## What is needed
According to the No. 32 Squadron text below, on what date was the squadron disbanded?

## Provided passage
No. 32 Squadron (Finnish: Lentolaivue 32 or LLv.32, from 3 May 1942 Le.Lv.32, and from 14 February 1944 No. 32 Fighter Squadron (Hävittäjälentolaivue 32, HLeLv 32)) was a fighter squadron of the Finnish Air Force during World War II. It was formed on 9 April 1940 by renaming No. 22 Squadron, which had been established during the Winter War. During the early phase of the Continuation War, the squadron, then part of Flying Regiment 3, took part in the air defence of southern and southeastern Finland and in protecting the field army advancing on the Karelian Isthmus. After the initial offensive, it flew escort missions, including during the capture of Suursaari. In spring 1942 it was subordinated to Flying Regiment 1 and assigned to the Olonets Isthmus, where it flew interception and escort missions from Nurmoila until June 1944. After the Soviet summer offensive on the Olonets Isthmus, the squadron withdrew with the field army and flew ground-attack, reconnaissance and bomber-escort missions from several forward airfields. After the armistice it moved via Rantasalmi to Mikkeli, where it was disbanded on 4 December 1944 as the Finnish Air Force reverted to its peacetime organization.

## Dataset
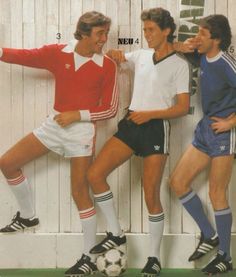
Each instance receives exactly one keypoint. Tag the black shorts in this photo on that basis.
(145, 139)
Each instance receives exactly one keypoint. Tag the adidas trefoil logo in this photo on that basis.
(222, 147)
(157, 147)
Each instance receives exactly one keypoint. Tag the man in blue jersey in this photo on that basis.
(213, 144)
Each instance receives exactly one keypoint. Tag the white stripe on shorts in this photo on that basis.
(232, 141)
(167, 135)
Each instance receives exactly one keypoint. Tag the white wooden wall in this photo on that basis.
(26, 97)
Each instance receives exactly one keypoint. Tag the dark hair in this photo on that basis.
(162, 18)
(218, 26)
(89, 20)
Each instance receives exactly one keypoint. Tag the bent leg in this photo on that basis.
(27, 149)
(188, 167)
(220, 174)
(113, 154)
(81, 196)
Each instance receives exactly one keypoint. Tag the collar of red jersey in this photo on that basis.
(216, 58)
(81, 60)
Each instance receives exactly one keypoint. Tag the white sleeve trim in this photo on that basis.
(85, 115)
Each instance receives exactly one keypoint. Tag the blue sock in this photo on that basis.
(193, 205)
(223, 220)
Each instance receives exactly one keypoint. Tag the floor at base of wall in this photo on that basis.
(128, 273)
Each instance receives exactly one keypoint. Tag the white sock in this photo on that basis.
(105, 202)
(89, 225)
(156, 227)
(21, 189)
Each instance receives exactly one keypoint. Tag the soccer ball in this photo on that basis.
(112, 263)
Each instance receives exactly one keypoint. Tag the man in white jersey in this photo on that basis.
(78, 104)
(160, 92)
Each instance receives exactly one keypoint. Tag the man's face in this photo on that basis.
(205, 43)
(97, 38)
(154, 36)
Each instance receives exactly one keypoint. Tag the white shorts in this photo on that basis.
(75, 140)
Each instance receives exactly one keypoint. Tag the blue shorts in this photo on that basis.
(214, 145)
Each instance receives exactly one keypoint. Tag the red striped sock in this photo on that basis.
(17, 180)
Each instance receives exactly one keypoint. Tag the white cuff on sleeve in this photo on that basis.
(85, 115)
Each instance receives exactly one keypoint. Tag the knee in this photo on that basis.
(177, 185)
(218, 197)
(5, 166)
(94, 177)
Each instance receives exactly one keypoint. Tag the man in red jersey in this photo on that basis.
(85, 91)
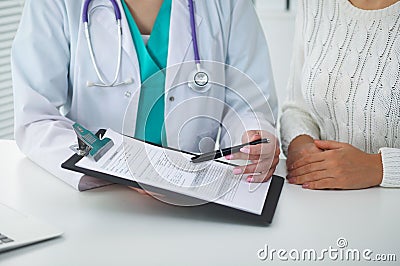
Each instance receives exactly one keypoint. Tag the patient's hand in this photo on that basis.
(299, 147)
(339, 166)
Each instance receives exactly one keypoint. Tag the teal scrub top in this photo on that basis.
(152, 61)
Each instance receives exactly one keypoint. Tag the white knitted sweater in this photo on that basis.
(345, 79)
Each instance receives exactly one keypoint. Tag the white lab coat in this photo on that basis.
(51, 67)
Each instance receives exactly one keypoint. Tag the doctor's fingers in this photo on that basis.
(254, 157)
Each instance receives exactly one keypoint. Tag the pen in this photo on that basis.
(220, 153)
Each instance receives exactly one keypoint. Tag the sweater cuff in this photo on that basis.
(391, 167)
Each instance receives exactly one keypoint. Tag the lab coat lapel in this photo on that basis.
(180, 39)
(128, 48)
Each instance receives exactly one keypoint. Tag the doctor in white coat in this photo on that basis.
(51, 68)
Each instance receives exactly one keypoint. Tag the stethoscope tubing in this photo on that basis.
(117, 11)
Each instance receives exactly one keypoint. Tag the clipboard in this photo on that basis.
(265, 218)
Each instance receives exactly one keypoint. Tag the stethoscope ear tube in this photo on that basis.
(85, 19)
(85, 12)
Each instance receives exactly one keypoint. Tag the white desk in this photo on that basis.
(116, 226)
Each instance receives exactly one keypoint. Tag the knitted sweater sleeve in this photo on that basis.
(296, 120)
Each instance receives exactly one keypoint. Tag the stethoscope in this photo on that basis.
(200, 80)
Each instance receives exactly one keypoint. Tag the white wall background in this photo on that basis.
(278, 25)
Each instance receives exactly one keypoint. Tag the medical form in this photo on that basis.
(172, 170)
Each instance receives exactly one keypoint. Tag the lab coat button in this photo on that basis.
(128, 94)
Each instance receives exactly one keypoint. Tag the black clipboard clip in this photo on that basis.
(89, 144)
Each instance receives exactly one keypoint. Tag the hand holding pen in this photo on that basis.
(263, 158)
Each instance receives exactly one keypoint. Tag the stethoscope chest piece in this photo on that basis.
(199, 81)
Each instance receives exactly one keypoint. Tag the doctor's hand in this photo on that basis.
(339, 166)
(263, 157)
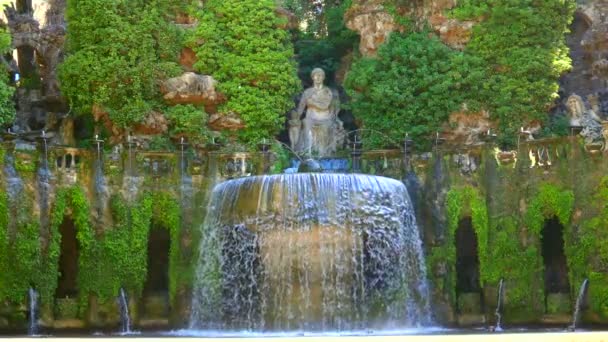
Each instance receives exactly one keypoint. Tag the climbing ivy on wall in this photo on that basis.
(7, 106)
(460, 203)
(117, 52)
(588, 253)
(240, 43)
(412, 86)
(125, 246)
(74, 203)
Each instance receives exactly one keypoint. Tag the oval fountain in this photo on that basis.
(310, 252)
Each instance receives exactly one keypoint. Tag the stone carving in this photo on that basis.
(373, 23)
(321, 130)
(586, 118)
(190, 88)
(295, 126)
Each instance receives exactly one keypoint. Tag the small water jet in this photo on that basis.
(310, 252)
(498, 312)
(44, 185)
(579, 303)
(32, 329)
(125, 318)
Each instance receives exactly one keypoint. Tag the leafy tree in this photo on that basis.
(117, 51)
(522, 42)
(240, 43)
(412, 86)
(7, 106)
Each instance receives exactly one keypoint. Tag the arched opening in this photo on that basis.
(156, 288)
(468, 290)
(554, 258)
(68, 260)
(31, 112)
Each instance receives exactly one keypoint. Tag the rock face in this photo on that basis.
(588, 43)
(373, 22)
(191, 88)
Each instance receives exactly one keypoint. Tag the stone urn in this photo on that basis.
(506, 157)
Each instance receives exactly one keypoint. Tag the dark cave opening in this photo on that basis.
(67, 285)
(157, 281)
(467, 267)
(554, 258)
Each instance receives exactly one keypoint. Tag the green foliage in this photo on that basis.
(124, 248)
(550, 201)
(240, 43)
(117, 51)
(522, 42)
(588, 254)
(460, 203)
(315, 50)
(415, 81)
(282, 159)
(75, 201)
(189, 121)
(7, 106)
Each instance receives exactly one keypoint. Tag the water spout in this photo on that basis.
(32, 329)
(125, 318)
(579, 303)
(350, 241)
(498, 312)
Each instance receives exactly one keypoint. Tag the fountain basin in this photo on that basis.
(310, 252)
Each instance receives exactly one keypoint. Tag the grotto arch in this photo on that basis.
(548, 223)
(467, 241)
(554, 257)
(467, 262)
(163, 257)
(71, 237)
(69, 250)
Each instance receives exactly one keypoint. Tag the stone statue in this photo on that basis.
(586, 118)
(321, 129)
(295, 126)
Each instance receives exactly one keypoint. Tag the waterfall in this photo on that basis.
(33, 306)
(125, 318)
(579, 302)
(44, 188)
(498, 312)
(312, 252)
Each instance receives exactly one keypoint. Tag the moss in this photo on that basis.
(125, 246)
(462, 202)
(588, 253)
(75, 199)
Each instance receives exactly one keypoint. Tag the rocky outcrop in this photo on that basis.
(225, 121)
(374, 23)
(191, 88)
(47, 41)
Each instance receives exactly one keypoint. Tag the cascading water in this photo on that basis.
(33, 307)
(14, 188)
(498, 312)
(125, 318)
(44, 186)
(101, 189)
(579, 302)
(310, 252)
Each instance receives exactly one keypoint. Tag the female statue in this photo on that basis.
(321, 127)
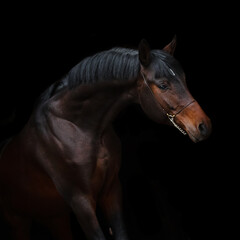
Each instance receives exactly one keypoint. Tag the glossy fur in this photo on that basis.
(67, 157)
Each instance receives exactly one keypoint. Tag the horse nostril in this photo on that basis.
(203, 129)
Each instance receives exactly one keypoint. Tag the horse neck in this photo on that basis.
(94, 107)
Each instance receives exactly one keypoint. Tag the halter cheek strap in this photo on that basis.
(170, 116)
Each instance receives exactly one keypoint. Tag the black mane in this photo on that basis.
(117, 63)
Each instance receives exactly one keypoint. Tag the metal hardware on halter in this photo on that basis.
(170, 116)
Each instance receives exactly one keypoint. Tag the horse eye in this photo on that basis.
(163, 86)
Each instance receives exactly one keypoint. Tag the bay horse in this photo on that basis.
(67, 157)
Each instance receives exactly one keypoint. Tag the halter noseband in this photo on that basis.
(170, 116)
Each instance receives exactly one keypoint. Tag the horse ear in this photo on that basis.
(144, 53)
(170, 48)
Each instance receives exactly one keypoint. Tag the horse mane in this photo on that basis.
(116, 63)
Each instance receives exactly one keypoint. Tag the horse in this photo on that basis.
(67, 156)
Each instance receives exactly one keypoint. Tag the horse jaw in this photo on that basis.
(195, 123)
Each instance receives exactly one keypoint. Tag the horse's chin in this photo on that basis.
(193, 138)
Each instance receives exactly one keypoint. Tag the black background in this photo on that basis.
(165, 176)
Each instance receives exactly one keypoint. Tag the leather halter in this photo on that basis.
(170, 116)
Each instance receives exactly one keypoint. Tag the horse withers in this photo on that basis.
(67, 157)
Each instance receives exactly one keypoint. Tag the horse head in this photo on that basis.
(164, 95)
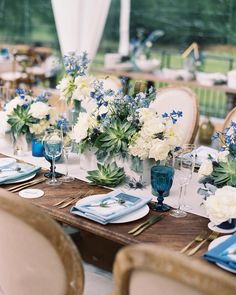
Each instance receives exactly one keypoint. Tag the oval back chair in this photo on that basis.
(54, 98)
(37, 257)
(229, 118)
(180, 99)
(154, 270)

## Result for this task
4 December 1944